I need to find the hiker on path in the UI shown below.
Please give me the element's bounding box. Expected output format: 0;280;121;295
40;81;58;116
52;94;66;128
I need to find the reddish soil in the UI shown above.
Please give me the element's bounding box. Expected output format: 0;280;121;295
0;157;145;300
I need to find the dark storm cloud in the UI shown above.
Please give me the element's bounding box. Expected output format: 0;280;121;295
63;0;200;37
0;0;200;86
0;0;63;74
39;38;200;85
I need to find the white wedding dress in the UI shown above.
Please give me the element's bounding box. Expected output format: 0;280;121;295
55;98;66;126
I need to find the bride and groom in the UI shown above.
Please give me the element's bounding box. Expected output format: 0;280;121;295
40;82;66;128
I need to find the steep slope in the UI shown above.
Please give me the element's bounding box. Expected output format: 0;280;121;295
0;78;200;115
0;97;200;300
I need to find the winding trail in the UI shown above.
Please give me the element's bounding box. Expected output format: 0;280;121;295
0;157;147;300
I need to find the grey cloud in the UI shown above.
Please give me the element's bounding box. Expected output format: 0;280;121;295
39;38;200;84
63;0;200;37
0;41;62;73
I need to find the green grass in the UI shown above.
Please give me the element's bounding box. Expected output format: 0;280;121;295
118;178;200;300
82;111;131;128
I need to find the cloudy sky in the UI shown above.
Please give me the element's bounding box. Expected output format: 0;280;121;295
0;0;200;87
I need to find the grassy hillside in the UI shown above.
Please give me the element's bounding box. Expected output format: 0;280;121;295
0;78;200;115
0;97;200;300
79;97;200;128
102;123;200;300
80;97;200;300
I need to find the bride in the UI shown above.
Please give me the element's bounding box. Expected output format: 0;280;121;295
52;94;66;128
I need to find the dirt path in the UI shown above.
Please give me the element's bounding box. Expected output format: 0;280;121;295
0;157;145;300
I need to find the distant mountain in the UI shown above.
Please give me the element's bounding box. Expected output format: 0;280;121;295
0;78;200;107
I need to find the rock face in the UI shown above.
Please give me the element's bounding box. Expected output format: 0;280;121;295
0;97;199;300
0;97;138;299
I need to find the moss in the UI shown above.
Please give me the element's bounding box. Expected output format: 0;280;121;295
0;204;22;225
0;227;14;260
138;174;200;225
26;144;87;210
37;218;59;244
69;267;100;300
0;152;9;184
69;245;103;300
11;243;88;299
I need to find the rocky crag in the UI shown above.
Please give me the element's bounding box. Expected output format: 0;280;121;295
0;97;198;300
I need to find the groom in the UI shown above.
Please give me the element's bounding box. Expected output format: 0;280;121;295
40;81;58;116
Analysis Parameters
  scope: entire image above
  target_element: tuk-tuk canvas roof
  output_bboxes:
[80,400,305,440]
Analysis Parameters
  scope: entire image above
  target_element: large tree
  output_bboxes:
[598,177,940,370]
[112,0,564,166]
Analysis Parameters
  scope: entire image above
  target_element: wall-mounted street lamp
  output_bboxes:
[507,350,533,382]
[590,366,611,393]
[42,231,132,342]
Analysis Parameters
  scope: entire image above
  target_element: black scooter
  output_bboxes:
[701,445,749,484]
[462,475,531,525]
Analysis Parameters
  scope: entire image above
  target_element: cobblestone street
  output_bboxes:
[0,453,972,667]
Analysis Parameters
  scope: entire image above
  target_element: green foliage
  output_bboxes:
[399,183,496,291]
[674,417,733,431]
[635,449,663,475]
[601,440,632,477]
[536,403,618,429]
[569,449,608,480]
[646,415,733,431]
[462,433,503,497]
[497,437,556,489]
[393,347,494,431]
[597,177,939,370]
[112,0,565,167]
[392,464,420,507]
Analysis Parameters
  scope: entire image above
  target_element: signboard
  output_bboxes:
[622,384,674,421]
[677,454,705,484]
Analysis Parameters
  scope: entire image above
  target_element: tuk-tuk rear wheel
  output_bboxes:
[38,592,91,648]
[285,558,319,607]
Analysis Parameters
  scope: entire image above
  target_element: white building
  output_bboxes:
.....
__CHALLENGE__:
Begin at the line in the material above that contains "I need to find the groom", stop after the line that contains "[285,558,319,607]", and format those lines as a numbered list with blank lines omitted.

__TASK ANSWER__:
1. I need to find the groom in the UI shown above.
2. Please give me the element's bounding box. Expected output format: 0;280;121;295
3. 40;81;58;116
4. Analysis Parameters
5.   scope: entire image above
6.   target_element: tuk-tuk canvas roof
7.   output_bboxes:
8. [80,400,305,440]
9. Analysis Parameters
10.   scope: entire image above
11.   target_element: large tree
12.   output_bboxes:
13. [598,177,940,370]
14. [112,0,564,166]
15. Analysis Parameters
16.   scope: entire image above
17.   target_element: wall-mounted street lamp
18.   output_bboxes:
19. [507,350,533,382]
20. [590,366,611,393]
21. [42,231,132,342]
22. Analysis Parameters
23.   scope: entire image above
24.   target_element: black scooter
25.   output_bboxes:
26. [701,445,749,484]
27. [462,475,531,525]
28. Analysis Parameters
29.   scope: entire image above
30.   target_element: cobblestone street
31.   output_bboxes:
32. [0,453,972,667]
33. Analysis Parameters
34.   scope: entire image above
35.   target_element: green foliage
36.   output_bboxes:
37. [399,183,496,291]
38. [674,417,733,431]
39. [635,449,663,475]
40. [601,440,632,477]
41. [536,403,618,429]
42. [569,449,608,480]
43. [646,415,733,431]
44. [462,433,503,497]
45. [497,437,556,489]
46. [393,347,494,431]
47. [597,177,939,370]
48. [112,0,565,167]
49. [392,464,420,507]
50. Analysis Parameters
51.   scope: entire image above
52.   target_element: signboard
53.   output_bboxes:
54. [622,384,674,421]
55. [677,454,705,484]
56. Analysis Parameters
57.   scope: entire image above
58.   target_element: tuk-tuk rear wheel
59.   output_bboxes:
60. [38,592,91,648]
61. [285,558,319,607]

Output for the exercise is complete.